— begin Working data —

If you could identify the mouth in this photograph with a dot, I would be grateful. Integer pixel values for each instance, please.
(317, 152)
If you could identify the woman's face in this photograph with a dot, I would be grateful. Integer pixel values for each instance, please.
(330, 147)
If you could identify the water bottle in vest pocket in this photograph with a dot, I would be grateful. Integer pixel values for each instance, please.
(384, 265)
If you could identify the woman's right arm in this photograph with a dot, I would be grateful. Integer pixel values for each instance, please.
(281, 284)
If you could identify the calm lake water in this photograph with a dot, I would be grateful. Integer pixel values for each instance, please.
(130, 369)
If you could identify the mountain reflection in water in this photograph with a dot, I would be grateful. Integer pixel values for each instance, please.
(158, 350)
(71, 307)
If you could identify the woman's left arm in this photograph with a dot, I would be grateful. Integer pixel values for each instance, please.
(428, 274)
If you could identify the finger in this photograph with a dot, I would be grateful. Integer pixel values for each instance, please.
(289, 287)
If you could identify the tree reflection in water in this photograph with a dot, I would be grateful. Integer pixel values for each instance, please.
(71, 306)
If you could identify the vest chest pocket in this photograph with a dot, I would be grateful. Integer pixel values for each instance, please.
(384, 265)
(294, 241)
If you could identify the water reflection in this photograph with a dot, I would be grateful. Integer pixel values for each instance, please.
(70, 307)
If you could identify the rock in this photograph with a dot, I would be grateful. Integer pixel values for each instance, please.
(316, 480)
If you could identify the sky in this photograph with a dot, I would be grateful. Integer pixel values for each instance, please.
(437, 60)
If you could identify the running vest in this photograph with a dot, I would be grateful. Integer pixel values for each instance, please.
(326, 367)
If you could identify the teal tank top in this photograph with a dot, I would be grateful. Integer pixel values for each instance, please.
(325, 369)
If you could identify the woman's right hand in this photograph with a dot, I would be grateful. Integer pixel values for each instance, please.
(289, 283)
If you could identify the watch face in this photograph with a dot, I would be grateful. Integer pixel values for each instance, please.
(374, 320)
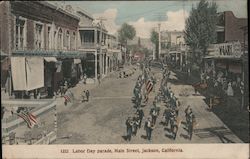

— end Working data —

Task details: Reproduce verbatim the lines of the records from the one containing "If you could identify the tree" through the end of the records, inclusive, and leave the pictures out.

Answer for the task:
If you could identify the tree reflection in water in this photograph with a dot, I would be grateful. Integer pixel values for each instance, please.
(71, 306)
If you could identify the vest chest pocket in this photograph with a dot, I would be grateful. Integer pixel values for each instance, please.
(384, 265)
(294, 241)
If you could identify the water reflection in this photograph with a dot, I would be grateful. Integer pixel values for each instance, please.
(70, 307)
If you could identify the rock in this photograph with a dot, I would be grateful. Integer pixel values for each instance, please.
(316, 480)
If you could identify the sky in this photograph with a dot, I would be grateful. Integer pixel values for each instance, please.
(437, 60)
If you could identify the running vest in this photograph with a dot, I would be grateful. Integer pixel values for each instance, please.
(326, 367)
If you could identify the teal tank top in this photograph with a dot, I would be grateful. Integer pixel values for each instance, please.
(325, 369)
If you could identify the woman's right hand in this photograph with a dot, I would be grateful. Integer pixel values for each instance, please.
(289, 283)
If you could identify the watch face in this photograph with a dot, I would be grateful. Integer pixel values for each instance, please.
(374, 320)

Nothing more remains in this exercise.